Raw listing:
/---

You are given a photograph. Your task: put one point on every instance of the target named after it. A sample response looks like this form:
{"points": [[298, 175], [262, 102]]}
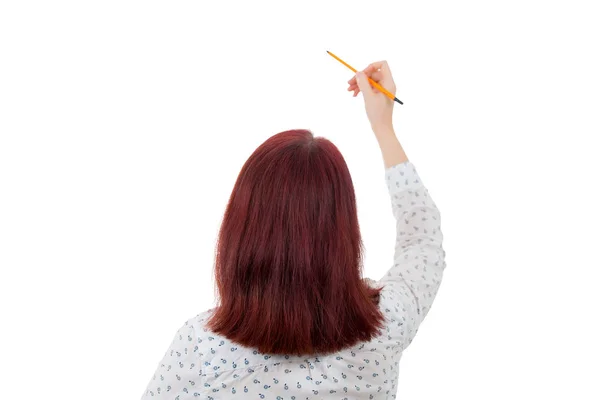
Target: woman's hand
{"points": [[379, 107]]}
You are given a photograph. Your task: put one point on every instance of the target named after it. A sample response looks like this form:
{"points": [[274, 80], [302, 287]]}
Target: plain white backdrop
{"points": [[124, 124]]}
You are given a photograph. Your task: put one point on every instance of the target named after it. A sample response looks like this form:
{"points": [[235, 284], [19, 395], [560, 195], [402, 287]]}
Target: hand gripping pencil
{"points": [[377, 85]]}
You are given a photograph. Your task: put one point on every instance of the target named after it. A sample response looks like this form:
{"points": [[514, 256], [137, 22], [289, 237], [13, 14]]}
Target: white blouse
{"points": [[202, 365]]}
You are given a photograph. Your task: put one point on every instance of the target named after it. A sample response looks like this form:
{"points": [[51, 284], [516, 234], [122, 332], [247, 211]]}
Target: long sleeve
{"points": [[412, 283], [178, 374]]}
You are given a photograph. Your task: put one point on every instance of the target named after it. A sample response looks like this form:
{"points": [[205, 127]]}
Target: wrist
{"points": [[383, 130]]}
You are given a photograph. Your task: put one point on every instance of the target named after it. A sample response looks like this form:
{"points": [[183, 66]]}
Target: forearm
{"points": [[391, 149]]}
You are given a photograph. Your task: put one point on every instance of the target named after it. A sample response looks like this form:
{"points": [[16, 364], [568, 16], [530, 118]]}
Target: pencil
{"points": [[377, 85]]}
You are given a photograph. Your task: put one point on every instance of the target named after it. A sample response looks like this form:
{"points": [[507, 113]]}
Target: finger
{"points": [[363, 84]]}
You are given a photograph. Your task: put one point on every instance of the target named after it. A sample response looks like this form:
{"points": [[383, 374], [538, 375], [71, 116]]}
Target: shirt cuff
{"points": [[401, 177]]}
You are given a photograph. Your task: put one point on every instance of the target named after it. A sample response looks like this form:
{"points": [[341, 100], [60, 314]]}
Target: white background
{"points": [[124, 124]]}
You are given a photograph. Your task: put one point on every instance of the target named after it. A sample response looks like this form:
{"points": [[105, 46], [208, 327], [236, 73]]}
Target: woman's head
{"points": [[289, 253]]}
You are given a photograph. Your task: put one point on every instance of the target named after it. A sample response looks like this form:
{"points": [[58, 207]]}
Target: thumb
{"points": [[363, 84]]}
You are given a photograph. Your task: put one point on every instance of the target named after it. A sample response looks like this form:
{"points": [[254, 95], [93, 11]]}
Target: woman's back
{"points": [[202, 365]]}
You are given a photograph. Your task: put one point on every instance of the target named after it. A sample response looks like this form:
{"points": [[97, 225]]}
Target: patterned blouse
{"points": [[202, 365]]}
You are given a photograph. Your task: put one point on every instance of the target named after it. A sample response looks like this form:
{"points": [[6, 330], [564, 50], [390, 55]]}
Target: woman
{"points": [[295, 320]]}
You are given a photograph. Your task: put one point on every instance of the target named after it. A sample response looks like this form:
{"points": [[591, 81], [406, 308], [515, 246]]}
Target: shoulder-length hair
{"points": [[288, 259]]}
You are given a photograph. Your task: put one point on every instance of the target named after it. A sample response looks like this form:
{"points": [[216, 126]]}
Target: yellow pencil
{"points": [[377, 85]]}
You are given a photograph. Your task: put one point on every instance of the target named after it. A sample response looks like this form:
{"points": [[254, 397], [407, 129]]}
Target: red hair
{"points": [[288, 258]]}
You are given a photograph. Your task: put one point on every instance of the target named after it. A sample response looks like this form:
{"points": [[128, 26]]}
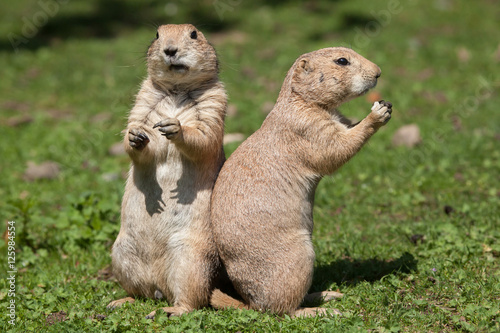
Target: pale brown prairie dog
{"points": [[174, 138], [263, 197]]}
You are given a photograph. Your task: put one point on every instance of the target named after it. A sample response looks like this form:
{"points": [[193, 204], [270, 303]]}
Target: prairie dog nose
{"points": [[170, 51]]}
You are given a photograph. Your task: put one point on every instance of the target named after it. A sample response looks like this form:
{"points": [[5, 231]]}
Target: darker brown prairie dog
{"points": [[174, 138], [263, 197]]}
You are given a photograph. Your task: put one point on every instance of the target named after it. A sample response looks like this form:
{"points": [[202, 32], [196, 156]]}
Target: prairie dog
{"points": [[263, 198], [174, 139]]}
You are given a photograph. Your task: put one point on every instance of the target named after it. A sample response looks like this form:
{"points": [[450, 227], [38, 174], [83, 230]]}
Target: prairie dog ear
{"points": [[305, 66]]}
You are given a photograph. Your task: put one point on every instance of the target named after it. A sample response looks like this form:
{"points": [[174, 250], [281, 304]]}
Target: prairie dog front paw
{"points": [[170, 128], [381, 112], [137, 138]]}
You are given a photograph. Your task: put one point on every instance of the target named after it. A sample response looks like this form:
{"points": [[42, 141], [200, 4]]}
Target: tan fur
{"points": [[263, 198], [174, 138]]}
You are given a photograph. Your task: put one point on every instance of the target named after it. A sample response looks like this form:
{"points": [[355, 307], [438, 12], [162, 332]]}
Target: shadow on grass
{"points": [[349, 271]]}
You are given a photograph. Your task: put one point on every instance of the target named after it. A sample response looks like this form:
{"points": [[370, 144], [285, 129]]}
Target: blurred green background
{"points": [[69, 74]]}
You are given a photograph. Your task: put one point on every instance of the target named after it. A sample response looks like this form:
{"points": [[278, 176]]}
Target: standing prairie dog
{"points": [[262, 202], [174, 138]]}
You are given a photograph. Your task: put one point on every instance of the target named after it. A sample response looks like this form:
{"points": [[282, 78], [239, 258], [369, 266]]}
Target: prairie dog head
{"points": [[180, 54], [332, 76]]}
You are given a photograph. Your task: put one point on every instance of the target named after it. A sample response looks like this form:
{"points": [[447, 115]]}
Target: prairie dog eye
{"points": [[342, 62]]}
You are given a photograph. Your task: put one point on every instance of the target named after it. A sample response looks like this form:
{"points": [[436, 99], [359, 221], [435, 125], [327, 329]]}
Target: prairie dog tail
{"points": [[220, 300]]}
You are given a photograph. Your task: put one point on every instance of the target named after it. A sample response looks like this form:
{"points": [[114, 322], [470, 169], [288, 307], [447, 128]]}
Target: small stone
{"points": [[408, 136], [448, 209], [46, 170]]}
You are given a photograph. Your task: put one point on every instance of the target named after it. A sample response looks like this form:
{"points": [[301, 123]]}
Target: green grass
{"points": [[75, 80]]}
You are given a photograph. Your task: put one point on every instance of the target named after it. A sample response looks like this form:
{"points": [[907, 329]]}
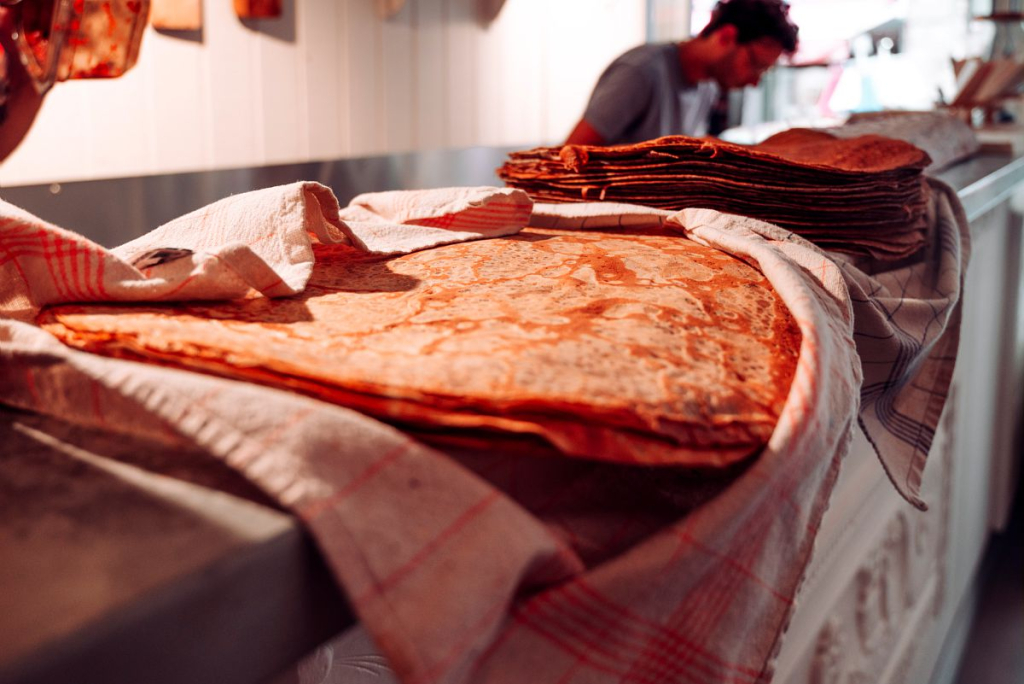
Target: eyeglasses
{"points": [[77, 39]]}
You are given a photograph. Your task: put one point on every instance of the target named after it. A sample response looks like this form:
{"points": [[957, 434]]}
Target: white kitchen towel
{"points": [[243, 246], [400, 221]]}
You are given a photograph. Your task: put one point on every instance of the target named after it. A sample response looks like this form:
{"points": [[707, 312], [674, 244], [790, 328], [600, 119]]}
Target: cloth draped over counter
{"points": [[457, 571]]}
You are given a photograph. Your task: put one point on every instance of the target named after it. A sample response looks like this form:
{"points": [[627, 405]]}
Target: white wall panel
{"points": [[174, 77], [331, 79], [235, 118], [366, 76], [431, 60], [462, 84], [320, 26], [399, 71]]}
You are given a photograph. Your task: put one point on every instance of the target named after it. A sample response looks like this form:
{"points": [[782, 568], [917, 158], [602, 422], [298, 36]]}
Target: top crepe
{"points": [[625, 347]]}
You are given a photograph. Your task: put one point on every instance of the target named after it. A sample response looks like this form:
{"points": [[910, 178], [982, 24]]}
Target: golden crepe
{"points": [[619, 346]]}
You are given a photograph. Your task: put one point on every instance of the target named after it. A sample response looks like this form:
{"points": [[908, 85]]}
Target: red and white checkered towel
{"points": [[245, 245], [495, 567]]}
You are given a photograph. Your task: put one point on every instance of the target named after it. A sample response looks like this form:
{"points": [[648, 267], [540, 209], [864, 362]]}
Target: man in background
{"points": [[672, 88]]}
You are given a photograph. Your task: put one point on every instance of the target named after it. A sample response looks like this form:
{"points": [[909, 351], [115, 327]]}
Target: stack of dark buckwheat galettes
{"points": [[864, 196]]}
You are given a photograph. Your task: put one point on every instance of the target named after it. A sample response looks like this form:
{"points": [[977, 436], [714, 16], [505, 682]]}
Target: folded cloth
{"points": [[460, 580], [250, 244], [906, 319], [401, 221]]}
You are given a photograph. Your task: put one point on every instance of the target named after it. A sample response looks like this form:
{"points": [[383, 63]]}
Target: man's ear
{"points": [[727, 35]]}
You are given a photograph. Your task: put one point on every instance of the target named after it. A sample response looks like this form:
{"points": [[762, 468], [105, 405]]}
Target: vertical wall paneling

\---

WORK TO BE COMPLETED: Please state how many lines in the listing above contain the word "green", where case counts. Reply with the number only.

PROBLEM SOLUTION: 2